— Start —

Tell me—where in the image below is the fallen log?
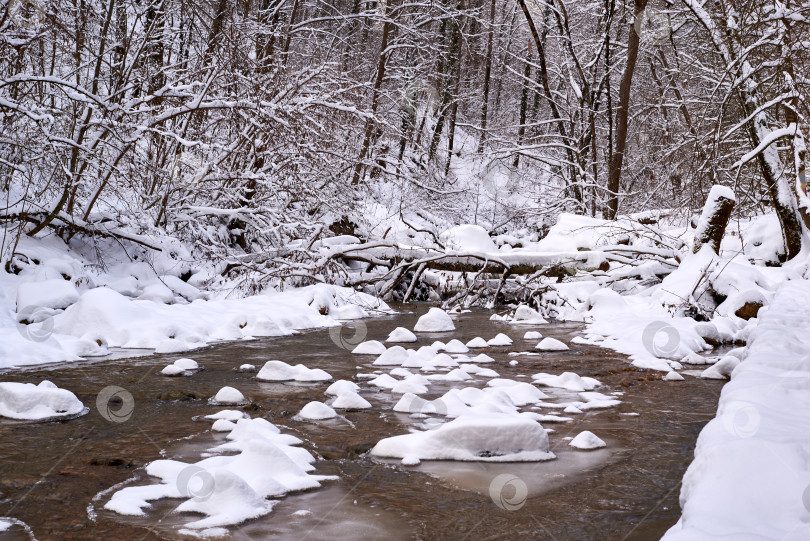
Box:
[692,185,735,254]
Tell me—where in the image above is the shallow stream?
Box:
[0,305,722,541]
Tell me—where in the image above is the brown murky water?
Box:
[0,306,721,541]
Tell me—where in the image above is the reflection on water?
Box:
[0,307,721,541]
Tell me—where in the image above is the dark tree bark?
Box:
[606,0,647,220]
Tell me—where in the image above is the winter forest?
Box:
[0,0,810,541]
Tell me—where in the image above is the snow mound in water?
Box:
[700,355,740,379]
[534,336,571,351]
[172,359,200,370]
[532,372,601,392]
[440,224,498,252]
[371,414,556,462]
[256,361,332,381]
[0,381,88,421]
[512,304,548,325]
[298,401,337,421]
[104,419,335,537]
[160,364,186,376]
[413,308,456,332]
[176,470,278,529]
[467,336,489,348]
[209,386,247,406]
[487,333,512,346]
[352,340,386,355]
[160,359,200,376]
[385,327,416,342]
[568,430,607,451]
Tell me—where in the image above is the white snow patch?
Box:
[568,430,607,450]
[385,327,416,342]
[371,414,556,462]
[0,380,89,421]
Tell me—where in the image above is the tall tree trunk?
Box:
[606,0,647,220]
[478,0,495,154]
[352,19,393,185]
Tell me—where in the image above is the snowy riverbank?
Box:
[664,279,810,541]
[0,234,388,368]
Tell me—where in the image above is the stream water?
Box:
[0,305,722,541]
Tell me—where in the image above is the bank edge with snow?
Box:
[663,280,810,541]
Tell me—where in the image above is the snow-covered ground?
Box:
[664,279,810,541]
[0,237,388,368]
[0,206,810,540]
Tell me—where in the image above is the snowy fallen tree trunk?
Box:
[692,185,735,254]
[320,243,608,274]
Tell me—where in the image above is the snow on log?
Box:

— End —

Do this: Please write out, word for word, the part of the lines that opens with the very first line and closes with the line containing "[0,307,721,541]", with both of those included and the pictures left out.

Exercise solution:
Tell me—where in the image below is the fallen log?
Box:
[692,185,735,254]
Tell me—where in the image above is the shallow stream?
Box:
[0,305,722,541]
Tell me—where in the image above is the brown murky water?
Box:
[0,306,721,541]
Tell me—where in the image above is the reflection on water?
Box:
[0,307,721,541]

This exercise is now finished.